====== Supplied records ======
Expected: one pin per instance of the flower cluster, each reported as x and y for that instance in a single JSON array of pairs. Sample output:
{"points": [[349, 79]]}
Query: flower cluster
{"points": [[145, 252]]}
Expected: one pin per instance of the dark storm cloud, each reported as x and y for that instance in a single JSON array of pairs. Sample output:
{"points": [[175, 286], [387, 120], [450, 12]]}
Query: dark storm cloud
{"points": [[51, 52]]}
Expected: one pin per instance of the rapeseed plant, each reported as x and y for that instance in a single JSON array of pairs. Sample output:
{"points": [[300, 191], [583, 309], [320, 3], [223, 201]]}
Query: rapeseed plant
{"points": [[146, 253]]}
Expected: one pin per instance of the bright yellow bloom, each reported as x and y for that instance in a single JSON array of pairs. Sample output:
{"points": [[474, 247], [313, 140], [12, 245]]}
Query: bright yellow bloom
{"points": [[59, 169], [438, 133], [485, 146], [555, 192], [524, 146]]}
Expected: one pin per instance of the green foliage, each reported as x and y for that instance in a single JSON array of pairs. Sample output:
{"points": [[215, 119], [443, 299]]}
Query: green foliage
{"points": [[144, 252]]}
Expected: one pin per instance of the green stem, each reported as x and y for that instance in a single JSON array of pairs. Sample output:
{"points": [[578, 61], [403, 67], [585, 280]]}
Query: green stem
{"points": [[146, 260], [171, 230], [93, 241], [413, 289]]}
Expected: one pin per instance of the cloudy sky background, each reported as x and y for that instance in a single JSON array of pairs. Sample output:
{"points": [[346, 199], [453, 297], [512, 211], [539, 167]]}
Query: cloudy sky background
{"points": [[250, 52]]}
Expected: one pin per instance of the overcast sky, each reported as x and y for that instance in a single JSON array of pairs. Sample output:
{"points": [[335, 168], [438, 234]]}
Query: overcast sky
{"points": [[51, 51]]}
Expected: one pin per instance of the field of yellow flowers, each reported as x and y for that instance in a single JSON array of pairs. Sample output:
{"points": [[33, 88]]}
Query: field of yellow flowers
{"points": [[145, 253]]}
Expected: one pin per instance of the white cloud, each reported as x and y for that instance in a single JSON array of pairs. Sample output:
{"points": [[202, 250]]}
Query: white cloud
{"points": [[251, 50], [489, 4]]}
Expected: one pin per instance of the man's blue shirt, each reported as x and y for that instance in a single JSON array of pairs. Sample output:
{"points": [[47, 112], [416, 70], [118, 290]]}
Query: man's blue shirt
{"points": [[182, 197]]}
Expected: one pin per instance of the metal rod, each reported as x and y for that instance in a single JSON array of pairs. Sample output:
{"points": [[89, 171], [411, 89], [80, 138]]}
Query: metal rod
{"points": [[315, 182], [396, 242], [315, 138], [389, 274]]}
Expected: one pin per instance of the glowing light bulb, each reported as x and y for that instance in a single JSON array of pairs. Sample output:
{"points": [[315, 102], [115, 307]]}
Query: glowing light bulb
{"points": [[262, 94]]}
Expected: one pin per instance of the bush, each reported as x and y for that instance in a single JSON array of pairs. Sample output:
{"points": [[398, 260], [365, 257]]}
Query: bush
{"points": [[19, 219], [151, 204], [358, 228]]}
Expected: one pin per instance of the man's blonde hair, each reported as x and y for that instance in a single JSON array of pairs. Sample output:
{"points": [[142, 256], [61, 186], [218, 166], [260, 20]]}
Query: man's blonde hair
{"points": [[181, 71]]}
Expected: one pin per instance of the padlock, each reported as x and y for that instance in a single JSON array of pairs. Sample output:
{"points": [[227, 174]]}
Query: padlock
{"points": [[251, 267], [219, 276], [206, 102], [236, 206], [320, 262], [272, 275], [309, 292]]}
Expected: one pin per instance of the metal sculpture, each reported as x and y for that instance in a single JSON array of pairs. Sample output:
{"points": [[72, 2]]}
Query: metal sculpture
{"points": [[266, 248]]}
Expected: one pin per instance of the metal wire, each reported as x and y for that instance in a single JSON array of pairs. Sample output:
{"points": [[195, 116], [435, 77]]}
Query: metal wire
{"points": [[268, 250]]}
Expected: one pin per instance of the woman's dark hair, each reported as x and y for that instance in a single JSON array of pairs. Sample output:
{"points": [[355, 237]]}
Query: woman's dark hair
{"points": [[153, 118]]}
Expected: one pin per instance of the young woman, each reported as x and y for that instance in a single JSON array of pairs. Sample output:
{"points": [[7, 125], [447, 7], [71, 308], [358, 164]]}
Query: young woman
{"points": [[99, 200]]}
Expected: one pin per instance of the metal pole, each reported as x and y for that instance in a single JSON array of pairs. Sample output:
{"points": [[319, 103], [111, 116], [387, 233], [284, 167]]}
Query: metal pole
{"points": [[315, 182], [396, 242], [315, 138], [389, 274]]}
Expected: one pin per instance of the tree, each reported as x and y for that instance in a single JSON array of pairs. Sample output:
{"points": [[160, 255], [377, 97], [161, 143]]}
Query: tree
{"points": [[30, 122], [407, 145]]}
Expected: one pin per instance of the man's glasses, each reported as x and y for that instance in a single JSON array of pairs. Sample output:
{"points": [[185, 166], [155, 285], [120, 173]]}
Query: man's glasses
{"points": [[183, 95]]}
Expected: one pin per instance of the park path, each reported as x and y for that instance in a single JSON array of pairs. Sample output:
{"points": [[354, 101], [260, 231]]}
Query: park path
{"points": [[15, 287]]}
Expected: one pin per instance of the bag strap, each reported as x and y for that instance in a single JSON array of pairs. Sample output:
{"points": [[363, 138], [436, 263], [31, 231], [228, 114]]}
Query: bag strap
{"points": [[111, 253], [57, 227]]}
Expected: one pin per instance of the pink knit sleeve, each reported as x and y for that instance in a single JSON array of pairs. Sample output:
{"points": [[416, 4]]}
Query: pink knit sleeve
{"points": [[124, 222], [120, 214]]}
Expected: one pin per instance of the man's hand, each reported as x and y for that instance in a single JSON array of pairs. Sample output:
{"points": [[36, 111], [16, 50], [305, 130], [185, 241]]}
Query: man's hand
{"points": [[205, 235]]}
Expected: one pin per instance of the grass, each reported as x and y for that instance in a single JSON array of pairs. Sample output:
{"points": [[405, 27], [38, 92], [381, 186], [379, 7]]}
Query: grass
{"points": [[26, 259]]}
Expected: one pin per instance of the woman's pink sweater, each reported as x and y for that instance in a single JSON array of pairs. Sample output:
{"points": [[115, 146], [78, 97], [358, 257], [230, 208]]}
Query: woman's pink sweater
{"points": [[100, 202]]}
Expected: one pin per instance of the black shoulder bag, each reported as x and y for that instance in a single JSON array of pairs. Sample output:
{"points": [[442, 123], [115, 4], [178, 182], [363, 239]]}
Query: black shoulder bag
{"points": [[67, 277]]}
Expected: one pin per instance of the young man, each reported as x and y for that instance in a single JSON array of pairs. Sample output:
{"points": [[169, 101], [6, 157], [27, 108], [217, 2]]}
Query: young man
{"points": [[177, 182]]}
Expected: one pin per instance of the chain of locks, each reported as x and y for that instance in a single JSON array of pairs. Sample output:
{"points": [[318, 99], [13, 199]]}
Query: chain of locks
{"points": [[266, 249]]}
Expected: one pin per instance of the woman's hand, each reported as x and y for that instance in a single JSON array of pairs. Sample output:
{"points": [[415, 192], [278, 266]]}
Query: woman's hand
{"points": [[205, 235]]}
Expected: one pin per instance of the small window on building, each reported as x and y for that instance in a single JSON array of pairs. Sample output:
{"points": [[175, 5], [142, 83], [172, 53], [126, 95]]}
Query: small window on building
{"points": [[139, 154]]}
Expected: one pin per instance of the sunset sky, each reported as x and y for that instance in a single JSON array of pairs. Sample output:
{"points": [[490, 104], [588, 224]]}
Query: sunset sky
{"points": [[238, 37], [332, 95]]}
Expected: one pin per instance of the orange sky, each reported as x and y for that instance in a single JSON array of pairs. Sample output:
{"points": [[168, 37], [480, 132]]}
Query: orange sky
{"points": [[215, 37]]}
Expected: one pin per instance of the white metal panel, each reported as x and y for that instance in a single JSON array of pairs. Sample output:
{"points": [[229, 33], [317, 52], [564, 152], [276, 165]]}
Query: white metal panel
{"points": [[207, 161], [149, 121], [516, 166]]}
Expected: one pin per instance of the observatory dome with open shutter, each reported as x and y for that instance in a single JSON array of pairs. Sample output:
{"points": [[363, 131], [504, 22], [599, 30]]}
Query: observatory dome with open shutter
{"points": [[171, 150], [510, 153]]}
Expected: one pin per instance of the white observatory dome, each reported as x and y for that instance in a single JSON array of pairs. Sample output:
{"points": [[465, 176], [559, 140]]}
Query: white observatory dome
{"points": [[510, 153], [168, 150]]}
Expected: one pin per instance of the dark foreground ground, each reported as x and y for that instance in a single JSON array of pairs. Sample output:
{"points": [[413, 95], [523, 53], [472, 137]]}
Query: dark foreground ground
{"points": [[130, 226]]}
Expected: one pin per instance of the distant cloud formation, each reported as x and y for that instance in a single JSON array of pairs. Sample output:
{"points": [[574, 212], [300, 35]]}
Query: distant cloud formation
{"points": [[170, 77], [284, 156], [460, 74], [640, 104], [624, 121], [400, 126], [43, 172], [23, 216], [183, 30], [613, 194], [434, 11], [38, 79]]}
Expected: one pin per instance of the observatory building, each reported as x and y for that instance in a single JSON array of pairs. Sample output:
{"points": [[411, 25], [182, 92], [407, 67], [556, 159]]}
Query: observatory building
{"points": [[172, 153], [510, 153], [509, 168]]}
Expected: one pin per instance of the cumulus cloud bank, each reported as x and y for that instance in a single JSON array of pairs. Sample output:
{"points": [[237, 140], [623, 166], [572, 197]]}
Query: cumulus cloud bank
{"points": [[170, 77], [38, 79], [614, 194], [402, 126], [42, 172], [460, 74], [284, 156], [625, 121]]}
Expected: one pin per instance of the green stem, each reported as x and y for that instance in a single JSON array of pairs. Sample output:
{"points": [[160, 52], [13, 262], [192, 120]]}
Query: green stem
======
Goal of the exercise -
Reproduce the part of the material that opens with the line containing "Expected: one pin per instance of the cumulus" and closes at the end of the material, swapping "green stem" for "plant stalk" and keeping everything else unchanged.

Written reply -
Expected: one pin per instance of the cumulus cloud bank, each reported as x and y for that instance in a single JSON array of pairs. Sample output:
{"points": [[237, 140], [623, 166], [572, 197]]}
Query: cumulus cloud bank
{"points": [[170, 77], [38, 79], [614, 194], [402, 126], [42, 172], [460, 74], [284, 156], [625, 121]]}
Expected: one pin per instance of the plant stalk, each reported as x and y for that instance in a single JSON array of pairs. Sample output:
{"points": [[160, 52], [13, 262], [192, 120]]}
Query: plant stalk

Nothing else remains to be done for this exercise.